Martin Wolf, IceCube/NSF

For centuries, astronomers studying the stars were limited to information from visible light. Telescopes, photographic plates, and digital detectors were all developed to collect, magnify, and capture that signal.

But visible light isn’t the only message the cosmos is sending us.

“All the big, interesting events — like supernovae, gamma-ray bursts, and mergers — are disruptive,” says Péter Mészáros, a theoretical astrophysicist at Penn State. “They send out accelerated particles, photons, and waves in space-time.”

Astronomers call these messengers, and there are four types: photons, neutrinos, cosmic rays, and gravitational waves. Gradually, scientists have unlocked the ability to detect them all. Today, astronomers stand on the brink of a new era of multi-messenger astronomy — one they have been awaiting for decades and that is already providing new insights. Thanks to big instruments, big collaborations, and big data, they finally have the practical tools to interpret the cosmic detritus constantly raining down upon the Earth.

A fuller picture

The roots of multi-messenger astronomy date to the 1960s, when the U.S. government launched satellites carrying detectors for gamma rays — the most powerful photons — to track Russian nuclear tests. They found plenty of gamma-ray sources, but to their surprise, they weren’t coming from Earth, but from all around the sky.

“People thought the Russians were making nuclear explosions out in space,” says Mészáros. “But soon it was obvious that they were coming from very far away, cosmological distances.” Around the same time, astronomers detected neutrinos, which are subatomic particles with no charge and very little mass, emerging from the Sun. Cosmic rays — atomic nuclei that have been accelerated to near the speed of light — were first seen in balloon experiments about 100 years ago. And although Albert Einstein predicted gravitational waves — the ripples in space-time that occur when massive objects collide — in 1916, they were not observed until 2015.

▸ ENTRIES SHOWN
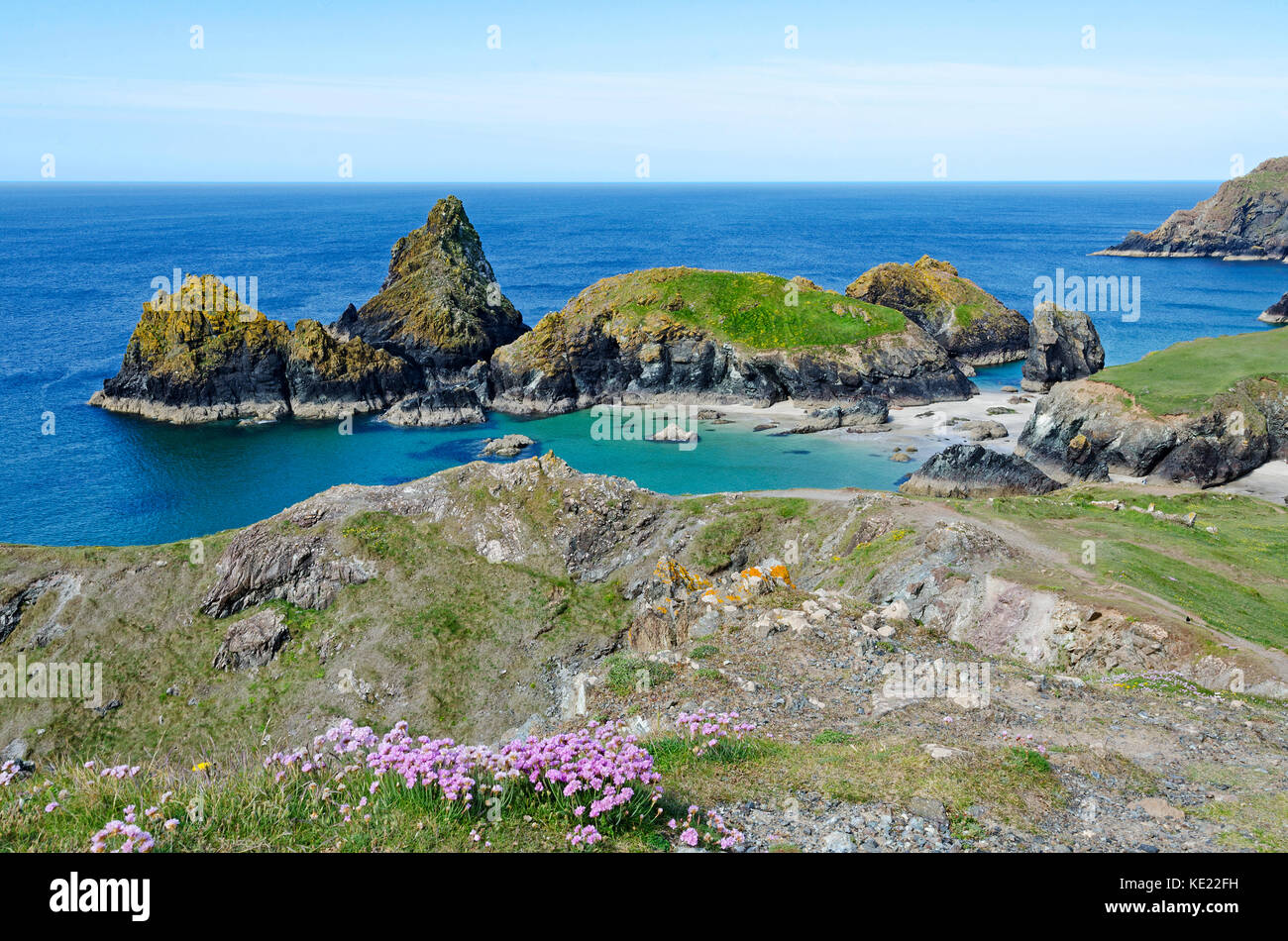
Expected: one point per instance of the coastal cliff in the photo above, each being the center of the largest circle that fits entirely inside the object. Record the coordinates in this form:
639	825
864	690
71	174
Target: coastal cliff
970	323
1063	345
1276	312
719	338
514	602
1201	412
1247	219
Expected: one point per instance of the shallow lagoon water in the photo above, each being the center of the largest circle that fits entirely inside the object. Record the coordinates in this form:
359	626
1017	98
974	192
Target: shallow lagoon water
76	261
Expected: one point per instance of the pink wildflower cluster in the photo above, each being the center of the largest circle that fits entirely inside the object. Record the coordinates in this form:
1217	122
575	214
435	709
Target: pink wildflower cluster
708	727
596	766
597	776
133	838
728	836
584	834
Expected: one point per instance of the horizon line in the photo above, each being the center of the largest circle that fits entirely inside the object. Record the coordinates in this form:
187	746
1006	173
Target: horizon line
597	183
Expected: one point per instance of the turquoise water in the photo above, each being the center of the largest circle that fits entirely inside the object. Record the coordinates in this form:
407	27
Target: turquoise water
76	261
296	459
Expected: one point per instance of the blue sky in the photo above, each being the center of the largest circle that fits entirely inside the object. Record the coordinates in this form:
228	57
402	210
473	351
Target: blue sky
580	90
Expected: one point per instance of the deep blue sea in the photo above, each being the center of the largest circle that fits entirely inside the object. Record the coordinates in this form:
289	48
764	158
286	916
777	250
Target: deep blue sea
76	261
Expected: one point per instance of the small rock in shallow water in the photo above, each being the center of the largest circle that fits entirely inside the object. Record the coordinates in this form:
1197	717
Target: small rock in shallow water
837	842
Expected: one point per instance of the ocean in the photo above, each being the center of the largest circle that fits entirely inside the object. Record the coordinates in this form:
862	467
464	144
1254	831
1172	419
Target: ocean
76	262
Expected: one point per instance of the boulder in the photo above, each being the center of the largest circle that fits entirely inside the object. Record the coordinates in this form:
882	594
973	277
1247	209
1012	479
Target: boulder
506	446
252	641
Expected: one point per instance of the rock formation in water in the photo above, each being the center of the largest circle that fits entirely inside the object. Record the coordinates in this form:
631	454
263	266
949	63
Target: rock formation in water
973	325
1276	312
1247	219
973	470
1087	429
1063	345
201	356
441	305
716	338
415	349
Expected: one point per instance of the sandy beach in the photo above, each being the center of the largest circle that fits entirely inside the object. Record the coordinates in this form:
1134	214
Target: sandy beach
926	429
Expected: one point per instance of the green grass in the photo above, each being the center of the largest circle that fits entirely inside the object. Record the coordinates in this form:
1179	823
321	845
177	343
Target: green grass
1181	378
1017	790
245	810
1233	579
743	308
626	674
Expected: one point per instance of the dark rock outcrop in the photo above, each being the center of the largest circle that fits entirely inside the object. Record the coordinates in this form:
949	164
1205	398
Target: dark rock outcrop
204	356
459	400
268	562
1247	219
973	470
1276	312
326	374
1063	345
862	415
973	325
1087	430
441	305
506	446
253	641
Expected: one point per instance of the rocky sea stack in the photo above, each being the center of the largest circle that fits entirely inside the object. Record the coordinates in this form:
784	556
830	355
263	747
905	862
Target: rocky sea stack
1202	412
1063	345
973	325
1247	219
719	338
201	355
973	470
416	349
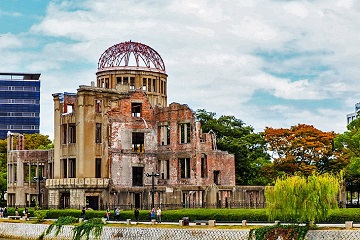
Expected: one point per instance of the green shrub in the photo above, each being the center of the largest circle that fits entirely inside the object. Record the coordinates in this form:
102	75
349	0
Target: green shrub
39	215
94	225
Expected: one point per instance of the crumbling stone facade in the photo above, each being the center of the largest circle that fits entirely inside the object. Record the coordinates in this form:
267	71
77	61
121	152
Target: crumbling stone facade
23	167
118	143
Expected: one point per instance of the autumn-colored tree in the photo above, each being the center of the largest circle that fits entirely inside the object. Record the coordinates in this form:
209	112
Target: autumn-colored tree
235	137
303	149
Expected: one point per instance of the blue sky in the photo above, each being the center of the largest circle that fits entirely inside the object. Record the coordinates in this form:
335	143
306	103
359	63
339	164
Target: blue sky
268	63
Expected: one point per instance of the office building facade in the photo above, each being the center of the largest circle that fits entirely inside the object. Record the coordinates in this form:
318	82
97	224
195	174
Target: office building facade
19	103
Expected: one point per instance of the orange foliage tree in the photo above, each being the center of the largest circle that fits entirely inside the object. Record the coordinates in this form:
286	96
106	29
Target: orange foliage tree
304	150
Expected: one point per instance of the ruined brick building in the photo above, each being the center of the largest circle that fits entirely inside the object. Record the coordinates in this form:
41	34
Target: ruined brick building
110	136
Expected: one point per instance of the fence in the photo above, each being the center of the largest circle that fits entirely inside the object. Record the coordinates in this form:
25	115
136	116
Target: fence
163	206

▸ ACTIONS TO TAKE
#1 According to the multi-messenger astronomy text, in what year were gravitational waves first observed?
#2 List the four types of cosmic messengers named in the multi-messenger astronomy text.
#3 Quote the passage of the multi-messenger astronomy text that opens with the words containing "Martin Wolf, IceCube/NSF" and closes with "is sending us.".

▸ EXPECTED ANSWERS
#1 2015

#2 Photons, neutrinos, cosmic rays, and gravitational waves.

#3
Martin Wolf, IceCube/NSF

For centuries, astronomers studying the stars were limited to information from visible light. Telescopes, photographic plates, and digital detectors were all developed to collect, magnify, and capture that signal.

But visible light isn’t the only message the cosmos is sending us.